CHALLENGE -> Can you turn the lines below into a Markdown table with a "Row" column for the row number and a "Line" column for the line, skipping any blank lines?

GIVEN RECORDS ->
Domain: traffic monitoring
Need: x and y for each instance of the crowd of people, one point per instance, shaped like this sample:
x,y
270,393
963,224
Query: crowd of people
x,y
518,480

ANSWER TO THIS PROBLEM ->
| Row | Line |
|---|---|
| 1 | Domain: traffic monitoring |
| 2 | Need: x and y for each instance of the crowd of people, one point per instance, shaped like this sample: |
| 3 | x,y |
| 4 | 270,393 |
| 5 | 963,224 |
| 6 | Query: crowd of people |
| 7 | x,y |
| 8 | 518,480 |